## What you will do
Quote the lines below from the one containing "Warehouse pick-planner input: mark the woman's back" to the final line, both ends included; exclude the pictures.

## Recorded information
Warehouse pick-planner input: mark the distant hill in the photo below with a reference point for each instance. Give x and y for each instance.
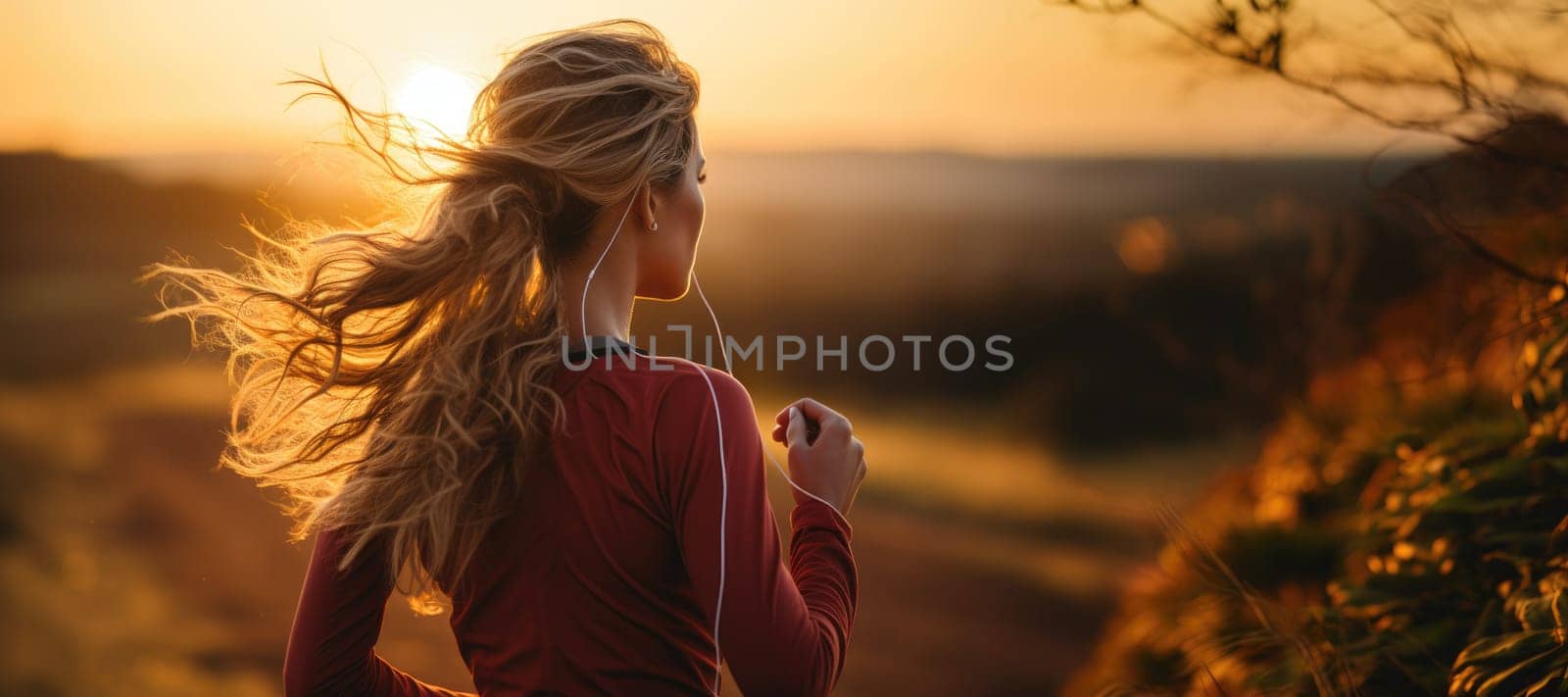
(835, 244)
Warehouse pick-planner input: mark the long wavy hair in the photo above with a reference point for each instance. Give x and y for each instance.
(392, 378)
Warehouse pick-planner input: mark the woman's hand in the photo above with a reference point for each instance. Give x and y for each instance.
(825, 457)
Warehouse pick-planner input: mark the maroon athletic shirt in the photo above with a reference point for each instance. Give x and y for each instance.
(606, 576)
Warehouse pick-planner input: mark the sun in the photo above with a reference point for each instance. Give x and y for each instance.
(436, 102)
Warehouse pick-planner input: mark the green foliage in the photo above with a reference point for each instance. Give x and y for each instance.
(1424, 553)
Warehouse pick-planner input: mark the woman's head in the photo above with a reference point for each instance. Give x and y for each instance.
(392, 377)
(604, 117)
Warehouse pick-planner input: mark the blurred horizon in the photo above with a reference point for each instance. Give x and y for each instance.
(1021, 78)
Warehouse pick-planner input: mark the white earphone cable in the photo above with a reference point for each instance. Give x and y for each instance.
(718, 423)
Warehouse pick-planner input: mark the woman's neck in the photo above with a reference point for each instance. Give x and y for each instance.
(608, 308)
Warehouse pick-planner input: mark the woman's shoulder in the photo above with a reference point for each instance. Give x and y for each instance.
(686, 381)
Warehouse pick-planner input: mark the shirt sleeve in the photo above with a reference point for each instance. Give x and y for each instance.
(331, 645)
(784, 629)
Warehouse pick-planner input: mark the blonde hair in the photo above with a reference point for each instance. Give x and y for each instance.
(394, 380)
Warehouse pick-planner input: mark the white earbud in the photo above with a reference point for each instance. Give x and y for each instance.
(718, 424)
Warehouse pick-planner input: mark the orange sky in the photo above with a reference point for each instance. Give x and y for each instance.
(1007, 77)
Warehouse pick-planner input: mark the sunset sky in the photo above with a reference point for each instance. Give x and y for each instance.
(1008, 77)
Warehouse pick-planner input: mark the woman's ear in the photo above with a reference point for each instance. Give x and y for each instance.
(648, 201)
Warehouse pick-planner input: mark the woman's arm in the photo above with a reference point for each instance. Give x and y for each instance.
(331, 647)
(784, 629)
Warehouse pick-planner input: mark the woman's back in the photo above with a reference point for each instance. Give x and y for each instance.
(604, 579)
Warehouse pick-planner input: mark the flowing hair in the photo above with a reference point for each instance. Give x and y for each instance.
(394, 378)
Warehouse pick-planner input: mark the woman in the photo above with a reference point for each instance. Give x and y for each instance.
(598, 529)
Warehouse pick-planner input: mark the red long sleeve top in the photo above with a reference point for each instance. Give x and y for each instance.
(606, 576)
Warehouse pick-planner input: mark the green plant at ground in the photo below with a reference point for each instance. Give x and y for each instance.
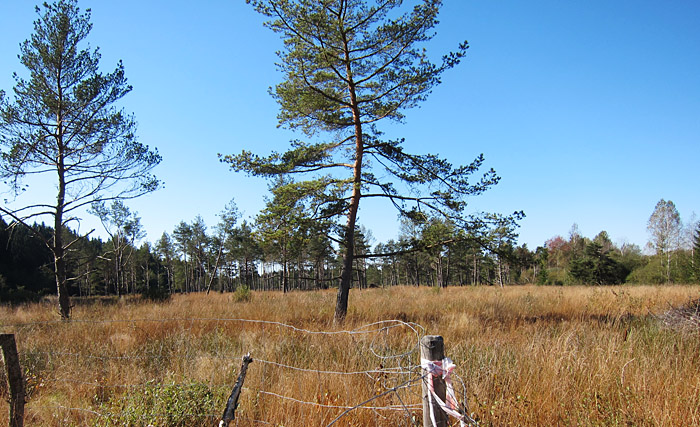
(176, 405)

## Response to the exercise
Warehouse pick-planner input: mark the woman's back in the photo above with a reference point for each instance. Give x and y for each instance.
(604, 579)
Warehouse pick-planner input: mark the flowing hair in the photo above with a reference point for each instance. Give x and y for each instance.
(394, 378)
Warehouse pick-planner input: mark the woman in the photo above with a reference point for each instance. Give x and y for each instance.
(598, 529)
Warehouse pick-planner input: mark the red long sleeve top in the photo above with a reference point for each instance. Give x and y for each instance.
(606, 576)
Warehouse pick-planner input: mark the green plant at ground in the photo below with a reference point for each instance. Give x and y for each instance.
(176, 405)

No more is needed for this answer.